It was 2 a.m. I was in the emergency ward when a patient was admitted, a relatively young guy—he’d had a drug overdose. My sense was that he was unemployed, maybe homeless. He was mumbling and groggy. We were watching him to make sure he didn’t stop breathing or go into withdrawal, but he seemed stable. Then his monitor went off—he flatlined.
We immediately called a code, which goes out over the loudspeakers, and the whole team comes. We were able to start CPR right away, because we were right there by the bedside. The sooner you start CPR, the better; if it’s been more than ten or fifteen minutes, it’s probably not going to work. I felt this pit in my stomach—it was the first time I was going to be in charge of running the code, the first time I would have the whole responsibility for saving this guy’s life or not.
First, we brought over the crash cart, which has a defibrillator and an Ambu bag, which is used to pump oxygen into someone who isn’t breathing. As soon as we rushed over, we checked his heart rhythm with the defibrillator’s electrodes, and found that his heart rhythm was abnormal. Then we knew we were going to have to shock him to try to restart the normal rhythm. The risk with using the defibrillator to shock is that either you’ll start the rhythm in an erratic way or it just won’t work at all. I had to administer the shocks. I grabbed the paddles.

(Point localization data)
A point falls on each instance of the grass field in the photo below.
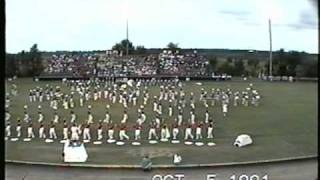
(284, 125)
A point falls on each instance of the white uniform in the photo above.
(74, 133)
(210, 135)
(30, 132)
(65, 133)
(206, 118)
(152, 133)
(137, 133)
(56, 118)
(18, 130)
(123, 135)
(86, 133)
(170, 111)
(107, 118)
(188, 133)
(52, 133)
(143, 117)
(224, 109)
(90, 119)
(42, 133)
(110, 133)
(179, 119)
(165, 134)
(175, 132)
(198, 133)
(125, 118)
(73, 118)
(99, 132)
(193, 118)
(8, 131)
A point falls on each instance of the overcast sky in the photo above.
(99, 24)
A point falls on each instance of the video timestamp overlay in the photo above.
(161, 90)
(211, 177)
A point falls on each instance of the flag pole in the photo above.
(270, 52)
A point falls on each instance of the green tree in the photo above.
(238, 67)
(173, 47)
(213, 62)
(140, 50)
(226, 67)
(35, 57)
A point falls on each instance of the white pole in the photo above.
(270, 52)
(127, 48)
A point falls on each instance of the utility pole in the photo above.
(270, 52)
(127, 48)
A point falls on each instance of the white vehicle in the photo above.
(242, 140)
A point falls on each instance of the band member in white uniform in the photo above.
(99, 131)
(52, 131)
(8, 130)
(152, 132)
(90, 118)
(188, 132)
(125, 117)
(137, 132)
(224, 109)
(86, 133)
(107, 116)
(206, 117)
(56, 117)
(111, 131)
(210, 131)
(170, 111)
(65, 130)
(198, 131)
(192, 118)
(180, 118)
(26, 117)
(73, 117)
(18, 128)
(42, 134)
(165, 134)
(74, 132)
(122, 132)
(30, 131)
(40, 117)
(175, 131)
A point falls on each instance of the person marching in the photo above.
(188, 132)
(198, 131)
(99, 131)
(30, 131)
(52, 131)
(137, 132)
(86, 133)
(8, 130)
(122, 132)
(210, 130)
(175, 130)
(65, 129)
(110, 131)
(107, 116)
(18, 128)
(73, 117)
(42, 134)
(152, 132)
(74, 132)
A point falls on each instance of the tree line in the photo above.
(25, 63)
(292, 63)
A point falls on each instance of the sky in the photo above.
(99, 24)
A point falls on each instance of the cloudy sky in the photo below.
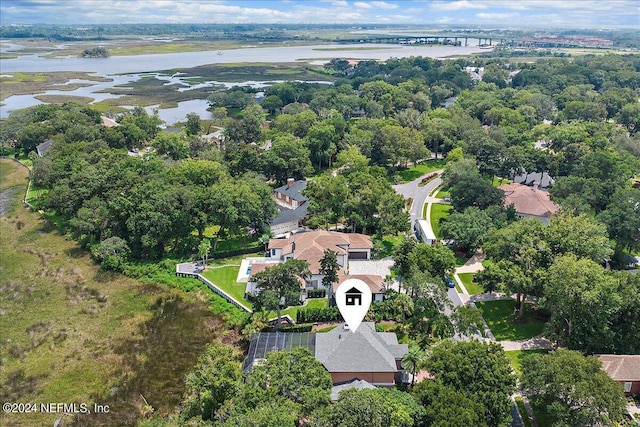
(497, 13)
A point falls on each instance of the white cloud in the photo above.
(445, 6)
(362, 5)
(384, 5)
(497, 16)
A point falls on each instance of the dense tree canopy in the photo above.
(479, 371)
(583, 395)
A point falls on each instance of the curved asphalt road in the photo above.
(418, 194)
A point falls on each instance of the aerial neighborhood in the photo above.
(319, 225)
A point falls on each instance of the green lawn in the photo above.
(293, 310)
(500, 181)
(385, 245)
(415, 172)
(460, 260)
(225, 278)
(472, 287)
(523, 412)
(499, 318)
(517, 356)
(231, 243)
(438, 211)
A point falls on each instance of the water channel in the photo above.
(126, 69)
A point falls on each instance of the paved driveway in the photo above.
(418, 194)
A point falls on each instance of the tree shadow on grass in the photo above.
(156, 360)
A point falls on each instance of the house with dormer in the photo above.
(310, 246)
(361, 356)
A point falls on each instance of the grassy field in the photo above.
(30, 83)
(472, 287)
(386, 245)
(443, 193)
(499, 318)
(225, 278)
(311, 303)
(438, 211)
(73, 333)
(416, 171)
(517, 356)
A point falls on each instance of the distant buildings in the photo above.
(623, 368)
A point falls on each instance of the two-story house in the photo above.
(292, 206)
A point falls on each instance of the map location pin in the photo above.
(353, 298)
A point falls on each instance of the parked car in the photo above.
(449, 282)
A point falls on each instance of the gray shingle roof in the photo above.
(357, 384)
(295, 191)
(362, 351)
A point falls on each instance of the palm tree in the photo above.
(411, 362)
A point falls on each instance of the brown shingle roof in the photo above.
(621, 367)
(528, 200)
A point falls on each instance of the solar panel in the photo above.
(262, 343)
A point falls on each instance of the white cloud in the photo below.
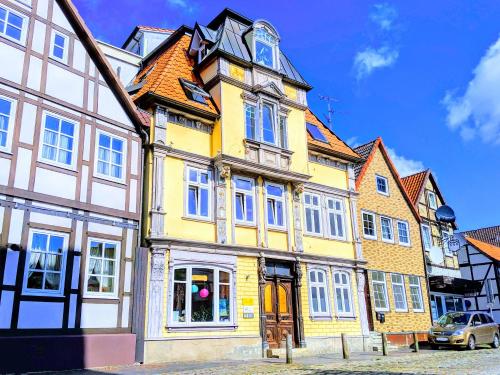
(405, 166)
(384, 15)
(371, 59)
(477, 112)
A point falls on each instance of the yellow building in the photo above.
(249, 202)
(390, 229)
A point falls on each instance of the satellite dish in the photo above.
(445, 214)
(436, 255)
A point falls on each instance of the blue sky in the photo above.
(423, 75)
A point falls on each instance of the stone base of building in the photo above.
(65, 352)
(202, 349)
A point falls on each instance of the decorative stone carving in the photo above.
(155, 304)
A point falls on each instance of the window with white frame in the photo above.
(201, 295)
(336, 218)
(426, 236)
(398, 290)
(198, 193)
(403, 233)
(59, 47)
(382, 185)
(7, 114)
(13, 25)
(250, 122)
(102, 269)
(244, 200)
(386, 229)
(416, 294)
(45, 263)
(432, 200)
(343, 299)
(318, 292)
(275, 206)
(379, 291)
(110, 156)
(58, 140)
(312, 208)
(369, 225)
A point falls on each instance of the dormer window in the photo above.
(193, 92)
(266, 46)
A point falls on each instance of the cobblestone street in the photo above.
(449, 362)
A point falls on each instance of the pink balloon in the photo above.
(204, 293)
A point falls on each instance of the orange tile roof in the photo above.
(491, 250)
(413, 184)
(335, 144)
(163, 75)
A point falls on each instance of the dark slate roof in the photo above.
(228, 38)
(364, 151)
(489, 235)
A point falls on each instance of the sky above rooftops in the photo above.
(424, 75)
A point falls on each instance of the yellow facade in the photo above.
(392, 258)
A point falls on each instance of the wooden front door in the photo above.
(279, 312)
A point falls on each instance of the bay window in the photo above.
(336, 218)
(343, 299)
(201, 295)
(198, 192)
(275, 206)
(318, 293)
(244, 200)
(312, 210)
(45, 263)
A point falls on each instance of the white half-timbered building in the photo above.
(70, 183)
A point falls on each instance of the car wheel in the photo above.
(471, 343)
(496, 342)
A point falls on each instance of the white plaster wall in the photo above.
(64, 85)
(99, 315)
(44, 183)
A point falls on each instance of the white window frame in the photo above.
(46, 292)
(10, 125)
(74, 151)
(429, 194)
(313, 207)
(427, 248)
(245, 193)
(391, 226)
(386, 185)
(64, 59)
(420, 296)
(24, 27)
(103, 295)
(407, 226)
(124, 168)
(402, 284)
(342, 287)
(336, 212)
(386, 296)
(374, 218)
(199, 185)
(281, 199)
(316, 284)
(188, 303)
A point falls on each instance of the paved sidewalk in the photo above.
(442, 362)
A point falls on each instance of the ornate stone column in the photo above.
(262, 312)
(298, 189)
(298, 298)
(156, 285)
(223, 174)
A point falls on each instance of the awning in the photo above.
(454, 285)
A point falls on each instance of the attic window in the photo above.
(316, 133)
(193, 92)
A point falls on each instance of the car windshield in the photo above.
(454, 319)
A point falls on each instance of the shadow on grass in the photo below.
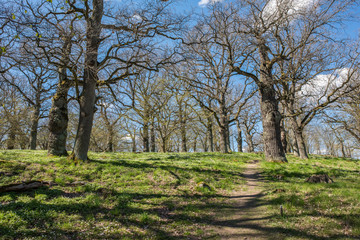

**Instructions to follow**
Reproduce the passage of the emergency-ward account starting at "We immediately called" and ending at "life or not.".

**Response to the task**
We immediately called a code, which goes out over the loudspeakers, and the whole team comes. We were able to start CPR right away, because we were right there by the bedside. The sooner you start CPR, the better; if it’s been more than ten or fifteen minutes, it’s probably not going to work. I felt this pit in my stomach—it was the first time I was going to be in charge of running the code, the first time I would have the whole responsibility for saving this guy’s life or not.